From a5fa25adf03d4b063aece74ba70ccbb3a71af122 Mon Sep 17 00:00:00 2001
From: Martin KaFai Lau <kafai@fb.com>
Date: Thu, 24 Sep 2020 17:03:56 -0700
Subject: bpf: Change bpf_sk_release and bpf_sk_*cgroup_id to accept
 ARG_PTR_TO_BTF_ID_SOCK_COMMON

The previous patch allows the networking bpf prog to use the
bpf_skc_to_*() helpers to get a PTR_TO_BTF_ID socket pointer,
e.g. "struct tcp_sock *".  It allows the bpf prog to read all the
fields of the tcp_sock.

This patch changes the bpf_sk_release() and bpf_sk_*cgroup_id()
to take ARG_PTR_TO_BTF_ID_SOCK_COMMON such that they will
work with the pointer returned by the bpf_skc_to_*() helpers
also.  For example, the following will work:

	sk = bpf_skc_lookup_tcp(skb, tuple, tuplen, BPF_F_CURRENT_NETNS, 0);
	if (!sk)
		return;
	tp = bpf_skc_to_tcp_sock(sk);
	if (!tp) {
		bpf_sk_release(sk);
		return;
	}
	lsndtime = tp->lsndtime;
	/* Pass tp to bpf_sk_release() will also work */
	bpf_sk_release(tp);

Since PTR_TO_BTF_ID could be NULL, the helper taking
ARG_PTR_TO_BTF_ID_SOCK_COMMON has to check for NULL at runtime.

=== Entries from a point annotation set ===

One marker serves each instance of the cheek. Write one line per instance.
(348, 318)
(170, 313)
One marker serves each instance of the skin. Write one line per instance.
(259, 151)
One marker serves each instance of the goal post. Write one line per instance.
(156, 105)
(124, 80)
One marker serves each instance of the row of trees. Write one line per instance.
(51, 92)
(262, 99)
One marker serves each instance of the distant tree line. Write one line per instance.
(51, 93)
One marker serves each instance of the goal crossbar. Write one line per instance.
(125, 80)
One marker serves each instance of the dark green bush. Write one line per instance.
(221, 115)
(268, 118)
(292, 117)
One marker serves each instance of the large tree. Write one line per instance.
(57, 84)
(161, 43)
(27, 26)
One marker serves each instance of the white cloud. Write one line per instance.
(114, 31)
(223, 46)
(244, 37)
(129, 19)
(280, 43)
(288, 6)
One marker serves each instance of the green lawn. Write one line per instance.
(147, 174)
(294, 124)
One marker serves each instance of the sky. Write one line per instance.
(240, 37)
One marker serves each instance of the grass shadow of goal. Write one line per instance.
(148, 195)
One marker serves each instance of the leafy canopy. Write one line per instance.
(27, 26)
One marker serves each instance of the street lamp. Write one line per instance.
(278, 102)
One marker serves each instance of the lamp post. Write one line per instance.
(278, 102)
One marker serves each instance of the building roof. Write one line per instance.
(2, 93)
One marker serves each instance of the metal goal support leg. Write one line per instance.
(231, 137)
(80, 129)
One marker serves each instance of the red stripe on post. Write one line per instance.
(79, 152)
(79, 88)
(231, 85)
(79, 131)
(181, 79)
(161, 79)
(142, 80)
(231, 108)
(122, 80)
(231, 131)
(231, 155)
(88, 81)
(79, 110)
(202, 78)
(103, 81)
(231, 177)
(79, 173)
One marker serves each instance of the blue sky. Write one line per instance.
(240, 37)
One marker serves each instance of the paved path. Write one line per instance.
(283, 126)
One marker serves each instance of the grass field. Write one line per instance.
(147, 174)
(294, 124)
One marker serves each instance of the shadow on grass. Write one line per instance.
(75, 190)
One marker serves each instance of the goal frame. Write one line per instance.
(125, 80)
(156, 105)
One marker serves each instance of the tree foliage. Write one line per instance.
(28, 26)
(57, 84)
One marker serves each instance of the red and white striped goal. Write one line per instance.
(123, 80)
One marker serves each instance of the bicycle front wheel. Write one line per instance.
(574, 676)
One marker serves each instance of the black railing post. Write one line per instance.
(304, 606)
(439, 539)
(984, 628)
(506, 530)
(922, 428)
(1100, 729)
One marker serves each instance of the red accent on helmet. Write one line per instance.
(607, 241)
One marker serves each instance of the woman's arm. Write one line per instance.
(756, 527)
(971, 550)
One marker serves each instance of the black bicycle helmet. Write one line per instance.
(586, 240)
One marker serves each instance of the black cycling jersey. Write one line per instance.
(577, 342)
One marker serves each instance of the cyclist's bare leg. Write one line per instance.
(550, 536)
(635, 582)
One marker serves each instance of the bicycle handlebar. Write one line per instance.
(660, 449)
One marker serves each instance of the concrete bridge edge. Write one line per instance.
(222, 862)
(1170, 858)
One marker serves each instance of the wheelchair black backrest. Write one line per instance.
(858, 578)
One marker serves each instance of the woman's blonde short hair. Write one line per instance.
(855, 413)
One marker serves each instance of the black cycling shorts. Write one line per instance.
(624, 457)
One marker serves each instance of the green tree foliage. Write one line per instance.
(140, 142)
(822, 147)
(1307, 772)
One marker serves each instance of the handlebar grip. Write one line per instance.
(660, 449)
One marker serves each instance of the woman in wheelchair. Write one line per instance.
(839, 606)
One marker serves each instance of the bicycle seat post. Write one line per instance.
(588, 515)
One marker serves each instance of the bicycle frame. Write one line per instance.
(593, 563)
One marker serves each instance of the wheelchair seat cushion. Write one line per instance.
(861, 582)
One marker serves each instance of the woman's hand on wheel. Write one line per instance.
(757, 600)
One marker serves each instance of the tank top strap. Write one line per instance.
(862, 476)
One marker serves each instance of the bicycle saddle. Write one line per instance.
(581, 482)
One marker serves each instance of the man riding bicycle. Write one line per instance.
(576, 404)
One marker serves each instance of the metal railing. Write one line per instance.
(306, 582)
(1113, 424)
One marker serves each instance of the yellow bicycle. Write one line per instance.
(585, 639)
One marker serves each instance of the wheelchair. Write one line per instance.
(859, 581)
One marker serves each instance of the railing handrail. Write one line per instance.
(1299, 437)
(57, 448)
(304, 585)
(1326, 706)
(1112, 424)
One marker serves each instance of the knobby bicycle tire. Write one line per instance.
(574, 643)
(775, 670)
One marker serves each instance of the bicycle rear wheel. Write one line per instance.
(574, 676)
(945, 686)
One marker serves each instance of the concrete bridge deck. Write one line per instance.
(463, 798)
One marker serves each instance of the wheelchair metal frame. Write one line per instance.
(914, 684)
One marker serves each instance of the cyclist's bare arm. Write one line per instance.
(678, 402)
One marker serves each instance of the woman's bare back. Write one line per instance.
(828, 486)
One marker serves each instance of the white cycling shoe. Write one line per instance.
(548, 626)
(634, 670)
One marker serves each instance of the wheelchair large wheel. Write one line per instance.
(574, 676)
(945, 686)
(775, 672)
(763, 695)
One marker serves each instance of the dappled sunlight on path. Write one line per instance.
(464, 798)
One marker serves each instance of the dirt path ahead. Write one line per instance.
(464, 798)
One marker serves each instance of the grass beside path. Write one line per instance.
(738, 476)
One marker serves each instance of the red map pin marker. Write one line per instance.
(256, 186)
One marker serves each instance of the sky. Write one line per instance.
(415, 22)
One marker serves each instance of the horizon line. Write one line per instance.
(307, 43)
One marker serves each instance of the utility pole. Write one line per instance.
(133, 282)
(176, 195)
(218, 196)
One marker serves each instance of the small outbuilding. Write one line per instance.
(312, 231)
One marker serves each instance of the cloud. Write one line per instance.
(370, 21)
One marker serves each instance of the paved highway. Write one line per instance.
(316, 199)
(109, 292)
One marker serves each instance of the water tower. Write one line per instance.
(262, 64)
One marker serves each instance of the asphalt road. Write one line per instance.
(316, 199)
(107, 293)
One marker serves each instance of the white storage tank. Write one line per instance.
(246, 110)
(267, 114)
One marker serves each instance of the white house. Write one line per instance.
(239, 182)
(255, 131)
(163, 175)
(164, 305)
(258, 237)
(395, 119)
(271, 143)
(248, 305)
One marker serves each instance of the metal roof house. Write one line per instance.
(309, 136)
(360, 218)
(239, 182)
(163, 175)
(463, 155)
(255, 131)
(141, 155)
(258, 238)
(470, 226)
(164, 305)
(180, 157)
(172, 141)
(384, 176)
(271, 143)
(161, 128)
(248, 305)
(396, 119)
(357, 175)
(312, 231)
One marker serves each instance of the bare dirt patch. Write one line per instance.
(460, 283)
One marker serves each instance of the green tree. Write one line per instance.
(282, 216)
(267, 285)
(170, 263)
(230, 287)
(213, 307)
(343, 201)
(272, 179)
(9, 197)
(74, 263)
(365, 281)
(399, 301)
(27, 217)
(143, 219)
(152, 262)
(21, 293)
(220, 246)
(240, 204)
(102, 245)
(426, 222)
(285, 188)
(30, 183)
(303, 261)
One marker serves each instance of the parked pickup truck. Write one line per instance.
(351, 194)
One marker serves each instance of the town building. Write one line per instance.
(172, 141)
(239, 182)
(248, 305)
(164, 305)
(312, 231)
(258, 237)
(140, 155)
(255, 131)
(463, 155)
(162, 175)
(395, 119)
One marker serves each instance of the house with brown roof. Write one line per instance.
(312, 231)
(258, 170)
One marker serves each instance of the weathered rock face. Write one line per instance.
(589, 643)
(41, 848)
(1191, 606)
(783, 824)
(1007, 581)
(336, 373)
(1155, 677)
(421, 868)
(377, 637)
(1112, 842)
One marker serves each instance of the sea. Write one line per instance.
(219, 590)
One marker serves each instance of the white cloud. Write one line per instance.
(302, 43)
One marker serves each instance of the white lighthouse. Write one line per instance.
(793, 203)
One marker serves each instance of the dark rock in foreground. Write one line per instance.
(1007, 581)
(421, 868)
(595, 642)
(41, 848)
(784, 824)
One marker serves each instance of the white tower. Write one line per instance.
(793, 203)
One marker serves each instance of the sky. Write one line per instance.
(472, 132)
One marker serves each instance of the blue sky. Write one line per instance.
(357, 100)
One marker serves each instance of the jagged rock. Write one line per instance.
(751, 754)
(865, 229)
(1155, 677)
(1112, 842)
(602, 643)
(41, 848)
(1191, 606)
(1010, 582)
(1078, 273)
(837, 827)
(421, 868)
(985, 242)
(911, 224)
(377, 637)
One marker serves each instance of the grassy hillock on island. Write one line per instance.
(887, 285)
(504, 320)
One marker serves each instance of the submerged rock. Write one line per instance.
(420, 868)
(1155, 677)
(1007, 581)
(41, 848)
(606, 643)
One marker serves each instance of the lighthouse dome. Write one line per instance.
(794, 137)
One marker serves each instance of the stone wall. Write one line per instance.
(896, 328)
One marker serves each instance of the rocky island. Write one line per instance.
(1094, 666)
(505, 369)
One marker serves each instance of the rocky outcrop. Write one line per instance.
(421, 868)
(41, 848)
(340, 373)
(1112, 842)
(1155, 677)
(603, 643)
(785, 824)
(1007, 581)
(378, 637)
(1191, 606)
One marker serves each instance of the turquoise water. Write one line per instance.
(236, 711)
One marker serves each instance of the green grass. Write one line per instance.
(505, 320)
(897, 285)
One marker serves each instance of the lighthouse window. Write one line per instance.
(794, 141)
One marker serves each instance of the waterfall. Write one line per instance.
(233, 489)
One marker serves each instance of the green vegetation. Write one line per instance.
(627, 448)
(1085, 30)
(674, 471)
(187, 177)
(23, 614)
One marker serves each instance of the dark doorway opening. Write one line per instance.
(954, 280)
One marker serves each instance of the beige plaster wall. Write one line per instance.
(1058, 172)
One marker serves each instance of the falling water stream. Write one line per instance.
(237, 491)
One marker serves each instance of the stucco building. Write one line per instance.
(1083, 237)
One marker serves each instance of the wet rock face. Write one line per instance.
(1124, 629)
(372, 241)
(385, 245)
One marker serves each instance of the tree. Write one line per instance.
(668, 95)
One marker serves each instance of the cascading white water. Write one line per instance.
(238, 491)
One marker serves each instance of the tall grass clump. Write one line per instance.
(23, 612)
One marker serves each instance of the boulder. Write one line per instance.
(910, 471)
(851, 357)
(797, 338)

=== THE TASKS ===
(A) Rewrite the patch description starting with "The previous patch" and going on through "bpf_sk_release() and bpf_sk_*cgroup_id()", changing "networking" to "tracing".
(B) According to the patch description, why must a helper that takes ARG_PTR_TO_BTF_ID_SOCK_COMMON check for NULL at runtime?
Answer using only the patch description, not the records.

=== COMPLETED EXERCISE ===
(A)
The previous patch allows the tracing bpf prog to use the
bpf_skc_to_*() helpers to get a PTR_TO_BTF_ID socket pointer,
e.g. "struct tcp_sock *".  It allows the bpf prog to read all the
fields of the tcp_sock.

This patch changes the bpf_sk_release() and bpf_sk_*cgroup_id()

(B) A PTR_TO_BTF_ID pointer could be NULL, so the helper has to check for NULL at runtime.